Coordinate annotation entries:
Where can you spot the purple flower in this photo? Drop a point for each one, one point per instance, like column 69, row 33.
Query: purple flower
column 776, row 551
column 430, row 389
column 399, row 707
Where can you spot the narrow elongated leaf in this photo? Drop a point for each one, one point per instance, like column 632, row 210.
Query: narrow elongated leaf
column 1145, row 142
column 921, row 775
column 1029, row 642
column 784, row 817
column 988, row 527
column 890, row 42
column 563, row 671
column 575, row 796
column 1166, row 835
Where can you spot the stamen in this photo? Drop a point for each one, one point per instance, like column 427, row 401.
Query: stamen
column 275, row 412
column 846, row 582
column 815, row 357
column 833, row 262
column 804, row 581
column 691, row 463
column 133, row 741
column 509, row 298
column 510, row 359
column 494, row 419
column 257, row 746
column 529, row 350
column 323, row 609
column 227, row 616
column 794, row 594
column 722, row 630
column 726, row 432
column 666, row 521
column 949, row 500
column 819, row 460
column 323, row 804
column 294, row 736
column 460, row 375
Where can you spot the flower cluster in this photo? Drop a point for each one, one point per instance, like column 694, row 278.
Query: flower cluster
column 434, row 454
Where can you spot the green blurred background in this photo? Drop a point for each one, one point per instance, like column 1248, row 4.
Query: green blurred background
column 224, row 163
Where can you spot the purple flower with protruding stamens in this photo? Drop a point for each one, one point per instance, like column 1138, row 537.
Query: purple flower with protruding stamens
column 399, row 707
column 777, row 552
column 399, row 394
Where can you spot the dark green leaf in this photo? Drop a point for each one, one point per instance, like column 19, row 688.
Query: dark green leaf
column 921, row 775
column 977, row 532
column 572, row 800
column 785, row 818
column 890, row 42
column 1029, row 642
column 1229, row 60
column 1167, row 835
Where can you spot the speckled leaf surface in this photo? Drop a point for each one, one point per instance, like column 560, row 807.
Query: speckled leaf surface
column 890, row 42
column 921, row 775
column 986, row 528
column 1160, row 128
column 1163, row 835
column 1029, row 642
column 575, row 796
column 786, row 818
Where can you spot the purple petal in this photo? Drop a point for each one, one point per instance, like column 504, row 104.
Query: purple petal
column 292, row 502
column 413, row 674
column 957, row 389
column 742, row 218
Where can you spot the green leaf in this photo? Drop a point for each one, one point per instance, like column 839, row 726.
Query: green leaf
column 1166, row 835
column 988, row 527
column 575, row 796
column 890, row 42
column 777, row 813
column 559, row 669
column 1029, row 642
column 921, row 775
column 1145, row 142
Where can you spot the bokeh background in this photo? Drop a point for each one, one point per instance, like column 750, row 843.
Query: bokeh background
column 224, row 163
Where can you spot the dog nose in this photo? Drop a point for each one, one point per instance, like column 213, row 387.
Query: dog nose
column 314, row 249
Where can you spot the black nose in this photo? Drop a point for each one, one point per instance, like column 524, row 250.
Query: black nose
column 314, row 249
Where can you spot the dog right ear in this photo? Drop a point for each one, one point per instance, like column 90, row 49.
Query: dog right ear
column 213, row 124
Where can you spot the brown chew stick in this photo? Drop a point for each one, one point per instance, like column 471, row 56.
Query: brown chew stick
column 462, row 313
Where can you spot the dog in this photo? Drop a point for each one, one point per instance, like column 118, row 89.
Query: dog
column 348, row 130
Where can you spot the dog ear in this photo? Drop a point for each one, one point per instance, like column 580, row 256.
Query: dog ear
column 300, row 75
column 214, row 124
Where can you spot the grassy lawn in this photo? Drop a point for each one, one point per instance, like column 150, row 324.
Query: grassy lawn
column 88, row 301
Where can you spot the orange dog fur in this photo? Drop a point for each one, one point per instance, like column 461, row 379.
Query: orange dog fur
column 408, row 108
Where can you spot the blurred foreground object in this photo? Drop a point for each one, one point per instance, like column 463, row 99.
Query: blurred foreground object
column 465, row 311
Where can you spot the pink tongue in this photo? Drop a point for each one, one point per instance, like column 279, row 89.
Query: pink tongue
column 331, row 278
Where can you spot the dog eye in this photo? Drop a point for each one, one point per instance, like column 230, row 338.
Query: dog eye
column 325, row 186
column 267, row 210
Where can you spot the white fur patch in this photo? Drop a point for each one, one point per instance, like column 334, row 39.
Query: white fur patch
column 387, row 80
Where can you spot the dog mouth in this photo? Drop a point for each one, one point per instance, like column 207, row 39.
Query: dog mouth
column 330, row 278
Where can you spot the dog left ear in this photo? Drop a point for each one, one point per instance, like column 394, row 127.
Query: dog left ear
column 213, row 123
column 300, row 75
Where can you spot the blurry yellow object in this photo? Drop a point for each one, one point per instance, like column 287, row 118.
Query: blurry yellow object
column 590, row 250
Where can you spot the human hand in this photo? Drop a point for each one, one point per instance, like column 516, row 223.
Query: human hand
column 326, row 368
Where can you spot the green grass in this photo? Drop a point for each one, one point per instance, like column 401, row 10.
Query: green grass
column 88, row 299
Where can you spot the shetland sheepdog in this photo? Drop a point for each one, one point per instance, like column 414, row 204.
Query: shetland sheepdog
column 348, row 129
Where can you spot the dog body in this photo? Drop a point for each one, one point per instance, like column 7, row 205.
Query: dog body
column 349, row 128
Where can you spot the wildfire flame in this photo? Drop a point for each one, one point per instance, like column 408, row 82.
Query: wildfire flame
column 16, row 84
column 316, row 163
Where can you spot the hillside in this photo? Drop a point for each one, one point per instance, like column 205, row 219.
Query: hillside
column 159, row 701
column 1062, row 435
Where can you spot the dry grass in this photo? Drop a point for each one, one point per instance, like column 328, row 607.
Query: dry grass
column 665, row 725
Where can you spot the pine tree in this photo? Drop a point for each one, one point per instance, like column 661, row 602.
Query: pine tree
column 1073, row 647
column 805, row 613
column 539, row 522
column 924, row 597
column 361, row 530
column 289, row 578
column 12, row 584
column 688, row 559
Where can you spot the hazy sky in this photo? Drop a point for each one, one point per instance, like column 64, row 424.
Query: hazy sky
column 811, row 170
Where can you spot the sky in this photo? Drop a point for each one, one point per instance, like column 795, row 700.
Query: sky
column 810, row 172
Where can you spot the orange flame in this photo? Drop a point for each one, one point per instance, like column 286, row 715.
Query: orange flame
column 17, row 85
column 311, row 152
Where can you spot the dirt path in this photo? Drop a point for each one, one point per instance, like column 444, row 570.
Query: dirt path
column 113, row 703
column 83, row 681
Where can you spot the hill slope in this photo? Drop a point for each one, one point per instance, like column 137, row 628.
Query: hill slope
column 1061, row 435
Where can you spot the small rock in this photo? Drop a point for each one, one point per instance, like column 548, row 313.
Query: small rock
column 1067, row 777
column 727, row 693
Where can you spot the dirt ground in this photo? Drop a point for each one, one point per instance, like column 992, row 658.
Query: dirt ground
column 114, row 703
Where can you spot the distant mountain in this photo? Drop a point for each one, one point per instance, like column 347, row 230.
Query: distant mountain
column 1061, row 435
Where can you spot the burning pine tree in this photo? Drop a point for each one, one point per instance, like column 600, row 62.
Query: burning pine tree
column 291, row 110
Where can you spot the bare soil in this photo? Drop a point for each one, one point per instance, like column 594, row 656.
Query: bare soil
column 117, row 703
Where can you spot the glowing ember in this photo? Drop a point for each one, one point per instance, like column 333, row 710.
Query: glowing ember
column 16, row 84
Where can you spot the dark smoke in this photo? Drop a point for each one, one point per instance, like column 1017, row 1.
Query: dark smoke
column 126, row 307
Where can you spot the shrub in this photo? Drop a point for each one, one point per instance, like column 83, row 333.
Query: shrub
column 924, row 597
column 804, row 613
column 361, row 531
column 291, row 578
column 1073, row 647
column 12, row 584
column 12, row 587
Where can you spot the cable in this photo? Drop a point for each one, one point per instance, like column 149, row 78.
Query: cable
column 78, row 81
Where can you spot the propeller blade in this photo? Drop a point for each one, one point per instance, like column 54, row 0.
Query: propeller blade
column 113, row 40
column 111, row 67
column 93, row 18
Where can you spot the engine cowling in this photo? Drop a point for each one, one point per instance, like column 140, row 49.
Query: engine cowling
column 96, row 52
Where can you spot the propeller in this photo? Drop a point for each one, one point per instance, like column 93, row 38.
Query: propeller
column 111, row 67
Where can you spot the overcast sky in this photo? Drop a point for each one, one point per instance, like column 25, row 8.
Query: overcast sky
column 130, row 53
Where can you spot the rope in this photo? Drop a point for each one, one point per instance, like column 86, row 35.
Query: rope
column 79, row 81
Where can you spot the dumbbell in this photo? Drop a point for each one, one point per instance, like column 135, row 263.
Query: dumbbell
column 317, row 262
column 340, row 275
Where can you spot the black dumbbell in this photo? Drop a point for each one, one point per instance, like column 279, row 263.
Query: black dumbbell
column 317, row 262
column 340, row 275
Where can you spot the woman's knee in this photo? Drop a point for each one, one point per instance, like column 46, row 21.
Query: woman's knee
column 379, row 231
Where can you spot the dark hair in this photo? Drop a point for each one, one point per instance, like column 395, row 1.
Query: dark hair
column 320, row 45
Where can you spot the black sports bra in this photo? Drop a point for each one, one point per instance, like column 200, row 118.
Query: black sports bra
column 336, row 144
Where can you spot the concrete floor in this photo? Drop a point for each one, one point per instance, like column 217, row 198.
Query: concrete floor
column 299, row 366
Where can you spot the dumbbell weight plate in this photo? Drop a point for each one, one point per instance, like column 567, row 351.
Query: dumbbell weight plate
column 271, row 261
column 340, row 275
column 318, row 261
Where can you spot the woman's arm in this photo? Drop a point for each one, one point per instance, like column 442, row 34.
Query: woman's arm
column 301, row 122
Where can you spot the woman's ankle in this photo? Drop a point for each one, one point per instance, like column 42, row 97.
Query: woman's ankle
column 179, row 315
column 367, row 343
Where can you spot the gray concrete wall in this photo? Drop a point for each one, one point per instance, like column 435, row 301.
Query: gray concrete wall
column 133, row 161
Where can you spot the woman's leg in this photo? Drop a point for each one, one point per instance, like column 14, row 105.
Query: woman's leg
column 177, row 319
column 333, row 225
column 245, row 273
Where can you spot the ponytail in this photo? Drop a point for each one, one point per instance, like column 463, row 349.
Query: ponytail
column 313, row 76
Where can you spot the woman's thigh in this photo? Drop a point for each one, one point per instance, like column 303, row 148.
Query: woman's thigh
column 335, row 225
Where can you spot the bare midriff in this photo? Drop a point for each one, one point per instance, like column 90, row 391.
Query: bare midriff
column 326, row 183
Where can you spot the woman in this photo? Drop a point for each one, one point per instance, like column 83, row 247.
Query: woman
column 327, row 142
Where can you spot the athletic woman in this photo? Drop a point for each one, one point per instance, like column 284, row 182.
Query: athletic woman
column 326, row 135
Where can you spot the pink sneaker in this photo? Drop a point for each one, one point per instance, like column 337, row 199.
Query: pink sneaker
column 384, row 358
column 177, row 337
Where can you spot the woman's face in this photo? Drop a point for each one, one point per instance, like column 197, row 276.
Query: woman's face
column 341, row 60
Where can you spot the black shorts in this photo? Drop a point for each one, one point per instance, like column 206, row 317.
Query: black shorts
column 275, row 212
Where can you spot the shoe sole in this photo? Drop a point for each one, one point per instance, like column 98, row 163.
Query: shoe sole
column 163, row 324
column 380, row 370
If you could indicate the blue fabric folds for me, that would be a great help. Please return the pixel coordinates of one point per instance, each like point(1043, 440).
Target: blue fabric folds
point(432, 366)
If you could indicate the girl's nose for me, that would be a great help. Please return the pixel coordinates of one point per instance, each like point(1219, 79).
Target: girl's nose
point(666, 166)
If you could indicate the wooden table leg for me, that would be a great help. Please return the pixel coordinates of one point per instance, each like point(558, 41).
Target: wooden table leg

### Problem description:
Can you retype the records above, starting at the line containing "Where can you spot the shetland" and ending after the line containing "column 349, row 128"?

### Exercise result:
Where can you spot the shetland sheepdog in this photo? Drop a point for each one, one point per instance, like column 414, row 204.
Query: shetland sheepdog
column 348, row 129
Where can you spot the dog body in this photo? Drop a point for each one, one point per instance, like column 7, row 205.
Query: dog body
column 349, row 128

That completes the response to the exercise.